**Excerpts of location labeling data**.
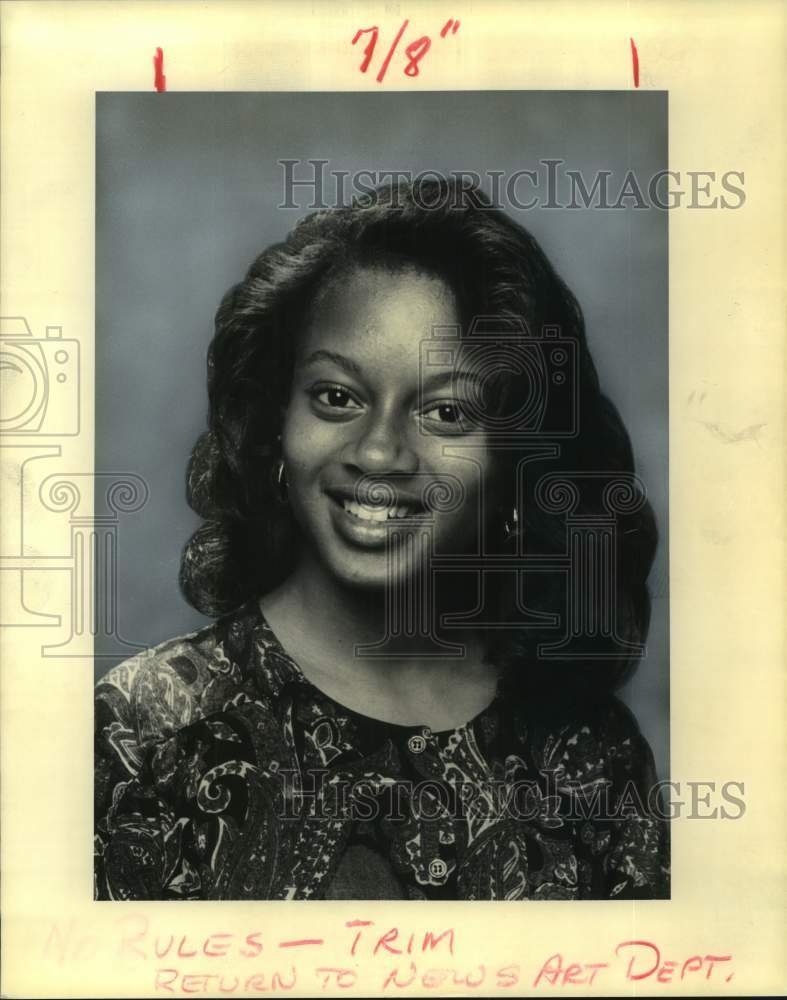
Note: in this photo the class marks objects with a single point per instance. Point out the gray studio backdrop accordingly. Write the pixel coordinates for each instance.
(187, 189)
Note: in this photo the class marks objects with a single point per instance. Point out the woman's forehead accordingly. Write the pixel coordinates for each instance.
(378, 312)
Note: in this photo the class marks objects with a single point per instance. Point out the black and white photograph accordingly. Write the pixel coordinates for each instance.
(391, 373)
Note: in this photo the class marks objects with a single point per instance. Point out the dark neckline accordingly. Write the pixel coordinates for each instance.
(296, 673)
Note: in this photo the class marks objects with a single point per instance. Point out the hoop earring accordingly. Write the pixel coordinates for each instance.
(282, 486)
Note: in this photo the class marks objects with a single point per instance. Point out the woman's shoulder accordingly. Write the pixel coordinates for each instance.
(167, 687)
(589, 739)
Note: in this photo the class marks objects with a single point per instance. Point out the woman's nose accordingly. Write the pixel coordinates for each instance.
(383, 444)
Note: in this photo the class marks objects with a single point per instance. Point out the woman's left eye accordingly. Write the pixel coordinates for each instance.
(449, 415)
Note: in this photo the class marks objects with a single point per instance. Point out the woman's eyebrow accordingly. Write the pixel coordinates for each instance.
(448, 377)
(338, 359)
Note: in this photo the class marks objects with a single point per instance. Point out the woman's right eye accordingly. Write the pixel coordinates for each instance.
(335, 397)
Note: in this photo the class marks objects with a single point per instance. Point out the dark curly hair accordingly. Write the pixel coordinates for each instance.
(246, 543)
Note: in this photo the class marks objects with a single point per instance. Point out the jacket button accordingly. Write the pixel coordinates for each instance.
(438, 868)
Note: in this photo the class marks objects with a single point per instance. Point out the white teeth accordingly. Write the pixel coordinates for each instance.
(380, 514)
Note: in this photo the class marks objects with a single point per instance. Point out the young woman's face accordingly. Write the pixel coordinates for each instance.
(359, 414)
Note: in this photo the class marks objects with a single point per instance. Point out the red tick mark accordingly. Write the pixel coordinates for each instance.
(635, 62)
(159, 80)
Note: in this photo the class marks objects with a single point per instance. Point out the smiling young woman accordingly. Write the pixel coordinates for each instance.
(373, 714)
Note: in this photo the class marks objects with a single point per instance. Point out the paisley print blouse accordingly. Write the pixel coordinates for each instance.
(223, 773)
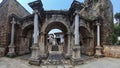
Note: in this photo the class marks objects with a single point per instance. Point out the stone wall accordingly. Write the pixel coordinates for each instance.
(8, 7)
(112, 51)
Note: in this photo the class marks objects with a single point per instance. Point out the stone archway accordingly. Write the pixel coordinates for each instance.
(27, 39)
(86, 41)
(43, 36)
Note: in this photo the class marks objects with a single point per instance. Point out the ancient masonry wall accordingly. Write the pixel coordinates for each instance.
(8, 7)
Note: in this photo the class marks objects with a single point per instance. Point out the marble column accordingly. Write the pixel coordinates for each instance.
(43, 52)
(98, 47)
(68, 54)
(11, 47)
(76, 48)
(35, 57)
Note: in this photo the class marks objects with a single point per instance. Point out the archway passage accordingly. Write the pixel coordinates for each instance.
(86, 42)
(56, 43)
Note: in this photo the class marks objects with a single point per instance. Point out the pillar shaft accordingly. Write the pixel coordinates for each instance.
(98, 47)
(98, 35)
(76, 29)
(35, 56)
(11, 47)
(36, 28)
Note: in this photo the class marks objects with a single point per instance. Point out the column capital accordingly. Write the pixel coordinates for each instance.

**WHAT IS REQUIRED**. Transcribe the material exactly, keeping every word and none of the pictures.

**RESULT OF THE TASK**.
Note: in this photo the class marks objects with a single point per instance. Point out the gray studio backdrop accordingly. Write the pixel coordinates for each instance.
(187, 189)
Note: in this photo the class marks objects with a single point per instance. Point out the woman's forehead accordingly. Write the pixel coordinates for each instance.
(378, 312)
Note: in this photo the class marks objects with a single point per instance. Point out the black and white photograph accordingly. Write the pixel coordinates for each instance.
(391, 373)
Note: in this photo the class marks objects with a single point per instance. Point out the dark neckline accordingly. Write the pixel coordinates for each instance.
(296, 673)
Note: in this photo the class marks objects with a single point per instance. Point out the hoop earring accordingly. Write the pixel coordinates for each instance.
(282, 486)
Note: in this photo the class marks objects with a single point per instance. Point out the woman's shoulder accordingly. Write the pixel coordinates for each instance.
(167, 687)
(589, 739)
Note: in this photo the class marks objects with a single point per instance. Point out the woman's nose accordingly. Write the pixel coordinates for each instance.
(383, 444)
Note: in this photo the class marks objects with a single point per instance. Point out the woman's left eye accordingly. Write the pixel coordinates for each instance.
(449, 415)
Note: in this photo the class marks objects with a single point per instance. Point out the woman's eyebrow accordingly. Write the pixel coordinates for each instance.
(448, 377)
(338, 359)
Note: in this photo the class marks objects with a single point per instance. Point out the woman's right eye accordingly. Write the pixel coordinates for each instance.
(335, 397)
Note: in this photo the class marks objects with a single point per instance. Point out the dark curly hair accordingly. Write the pixel coordinates for each instance.
(246, 543)
Note: in this photo the class marks objects with a single point per instance. Point out the jacket button accordingly. Write the pixel coordinates for each instance.
(438, 868)
Note: in this photo the class marks objects with a single point per instance. Point out the white teeth accordingly. Write the pixel coordinates for each instance.
(380, 514)
Note: in this photo the class marks objects with a single point per instance. Point out the young woman's face accordingly. Write the pixel coordinates for each instance.
(359, 414)
Note: in this photo the class marks objects with a single point per instance. Point out the red tick mark accordingly. Write the pixel coordinates for each instance.
(635, 62)
(159, 80)
Note: in this photo the class marks objects with a single point per instance. Point out the smiling young woman accordingly. Write the pixel coordinates for each instance.
(373, 714)
Note: in this photo the class marks objects with a single point per instance. Point out the paisley print blouse accordingly. Write the pixel coordinates for each instance.
(223, 773)
Note: in this photo the class marks objects with a single point per instance. Point out the stone wall accordingly. Write the pixel coordinates for each instance.
(8, 7)
(112, 51)
Note: in this photo the class marks objects with a single point per instance. Point out the stone archway accordingly. Write the pixel coordinates for each instance.
(27, 39)
(86, 41)
(43, 36)
Note: in this photo the class marks objects with a single point per instance. Point out the ancient masonry wall accordingly. Write the pixel coordinates for each instance.
(8, 7)
Note: in this photo the class marks objects with a single point per instance. Point out the marble column accordingly. Write the pixel coordinates for each instance.
(43, 52)
(98, 47)
(68, 54)
(11, 47)
(76, 48)
(35, 57)
Note: in this photo the class marks objects with a single point per instance. Point out the archway passage accordingly. Write the pixel coordinates for each instance.
(86, 42)
(56, 43)
Note: in this photo the class marks objects with a single point per instance. Point out the pillar shaft accordingly. Write the pixel coordinates for each instance.
(98, 47)
(98, 35)
(76, 29)
(35, 56)
(11, 47)
(36, 28)
Note: in this photo the class marks objects with a single point per instance. Point out the column capital accordingly. Write the pixel coordinates for each instance.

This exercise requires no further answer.